* WHAT THE TASK ASKS
Your answer needs to include each line of the records in which the string "Target" can be found.

Extracted records
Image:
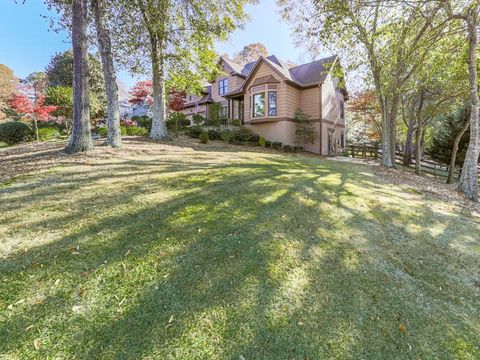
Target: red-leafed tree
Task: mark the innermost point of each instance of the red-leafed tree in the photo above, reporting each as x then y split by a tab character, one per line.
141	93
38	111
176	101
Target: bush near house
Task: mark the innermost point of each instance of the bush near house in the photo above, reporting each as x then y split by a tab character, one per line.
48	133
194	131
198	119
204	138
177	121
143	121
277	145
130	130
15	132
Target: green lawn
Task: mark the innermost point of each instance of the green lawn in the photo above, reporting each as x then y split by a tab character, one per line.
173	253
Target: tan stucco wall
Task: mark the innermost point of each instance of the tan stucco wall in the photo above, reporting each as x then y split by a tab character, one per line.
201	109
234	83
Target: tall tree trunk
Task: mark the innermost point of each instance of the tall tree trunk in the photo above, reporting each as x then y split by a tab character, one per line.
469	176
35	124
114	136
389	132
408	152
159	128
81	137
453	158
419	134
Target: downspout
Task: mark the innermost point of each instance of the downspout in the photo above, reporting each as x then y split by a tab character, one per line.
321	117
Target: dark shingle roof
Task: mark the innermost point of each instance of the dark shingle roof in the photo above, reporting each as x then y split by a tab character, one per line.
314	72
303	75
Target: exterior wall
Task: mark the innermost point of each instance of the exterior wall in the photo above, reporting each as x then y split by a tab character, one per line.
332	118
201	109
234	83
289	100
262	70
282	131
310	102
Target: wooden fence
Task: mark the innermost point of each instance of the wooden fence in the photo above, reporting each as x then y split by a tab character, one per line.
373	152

* SOLUTION BELOW
Target: red-leafed tree
Target: bush near house
Target: green lawn
Target: tan stucco wall
Target: tall tree trunk
Target: downspout
Target: dark shingle roof
Target: exterior wall
Target: wooden fence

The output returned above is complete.